§ What the task asks
Revise the part of the material that runs from the line containing "Return one point per instance of the sneaker" through the end of the material, changing "basketball" to "gym" and keeping everything else the same.

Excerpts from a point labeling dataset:
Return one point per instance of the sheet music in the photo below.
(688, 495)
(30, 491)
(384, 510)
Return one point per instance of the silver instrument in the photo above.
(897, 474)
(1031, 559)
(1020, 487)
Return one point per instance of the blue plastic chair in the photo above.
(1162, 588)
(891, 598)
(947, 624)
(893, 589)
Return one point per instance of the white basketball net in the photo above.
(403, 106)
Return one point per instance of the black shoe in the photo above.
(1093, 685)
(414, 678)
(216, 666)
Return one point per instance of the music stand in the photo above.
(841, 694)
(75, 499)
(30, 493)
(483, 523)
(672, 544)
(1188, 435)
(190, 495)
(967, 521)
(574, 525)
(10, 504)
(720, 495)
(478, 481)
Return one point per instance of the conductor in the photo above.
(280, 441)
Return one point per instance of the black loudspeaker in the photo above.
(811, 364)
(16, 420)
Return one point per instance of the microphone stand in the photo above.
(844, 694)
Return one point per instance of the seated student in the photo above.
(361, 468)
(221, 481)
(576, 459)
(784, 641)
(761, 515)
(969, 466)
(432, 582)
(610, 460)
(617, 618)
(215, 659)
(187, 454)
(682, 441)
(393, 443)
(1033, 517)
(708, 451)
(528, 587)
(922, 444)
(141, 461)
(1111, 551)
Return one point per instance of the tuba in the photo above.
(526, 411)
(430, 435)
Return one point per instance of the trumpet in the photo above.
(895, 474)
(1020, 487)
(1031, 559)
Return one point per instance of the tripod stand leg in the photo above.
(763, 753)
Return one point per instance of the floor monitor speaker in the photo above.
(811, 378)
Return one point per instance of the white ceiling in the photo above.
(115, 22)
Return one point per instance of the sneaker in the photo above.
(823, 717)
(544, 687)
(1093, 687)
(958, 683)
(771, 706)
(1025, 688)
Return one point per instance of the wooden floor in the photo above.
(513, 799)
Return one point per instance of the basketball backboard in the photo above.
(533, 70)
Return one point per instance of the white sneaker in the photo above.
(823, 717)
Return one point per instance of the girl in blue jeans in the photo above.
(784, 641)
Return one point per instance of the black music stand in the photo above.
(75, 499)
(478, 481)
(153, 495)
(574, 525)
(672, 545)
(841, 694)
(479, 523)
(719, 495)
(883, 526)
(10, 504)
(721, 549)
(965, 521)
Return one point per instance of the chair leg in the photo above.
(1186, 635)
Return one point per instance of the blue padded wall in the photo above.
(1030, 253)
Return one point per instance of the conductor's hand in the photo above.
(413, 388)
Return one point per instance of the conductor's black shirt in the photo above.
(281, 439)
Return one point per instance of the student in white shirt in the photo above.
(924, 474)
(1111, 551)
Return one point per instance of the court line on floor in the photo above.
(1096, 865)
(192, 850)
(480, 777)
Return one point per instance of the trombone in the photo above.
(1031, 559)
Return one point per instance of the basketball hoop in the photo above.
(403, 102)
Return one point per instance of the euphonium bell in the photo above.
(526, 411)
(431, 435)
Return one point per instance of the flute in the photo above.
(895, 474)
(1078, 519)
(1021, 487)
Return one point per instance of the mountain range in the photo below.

§ Solution for this problem
Return one point per instance of the sneaker in the photo above.
(823, 717)
(544, 687)
(1093, 687)
(958, 683)
(771, 706)
(1025, 688)
Return one point per instance of the wooden floor in the photo above.
(513, 799)
Return one point per instance of the gym backboard in the photo above.
(533, 70)
Return one point per instance of the white sneaker in the photo above.
(823, 717)
Return one point per instance of the girl in blue jeans in the photo above.
(784, 641)
Return one point per instance of the black music stand in the photo above.
(75, 499)
(478, 481)
(153, 495)
(574, 525)
(672, 545)
(841, 694)
(479, 523)
(719, 495)
(883, 526)
(10, 504)
(721, 549)
(965, 521)
Return one point per instance of the chair leg in the photo above.
(1186, 635)
Return one point per instance of the blue padded wall in the photo above.
(1030, 253)
Return one point per instance of the conductor's hand in the photo above.
(413, 388)
Return one point per instance of the conductor's black shirt in the photo above.
(281, 439)
Return one point per instance of the student in white shirt in the photo above.
(924, 474)
(1111, 551)
Return one point per instance of the court line on floor in the photo above.
(1096, 865)
(192, 850)
(480, 777)
Return one point per instance of the trombone in the photo above.
(1031, 559)
Return one point per instance of the gym hoop in the photo above.
(403, 102)
Return one point per instance of the euphonium bell in the photo above.
(526, 411)
(431, 435)
Return one point per instance of the flute in the photo above.
(895, 474)
(1078, 519)
(1021, 487)
Return one point per instance of the mountain range in the photo below.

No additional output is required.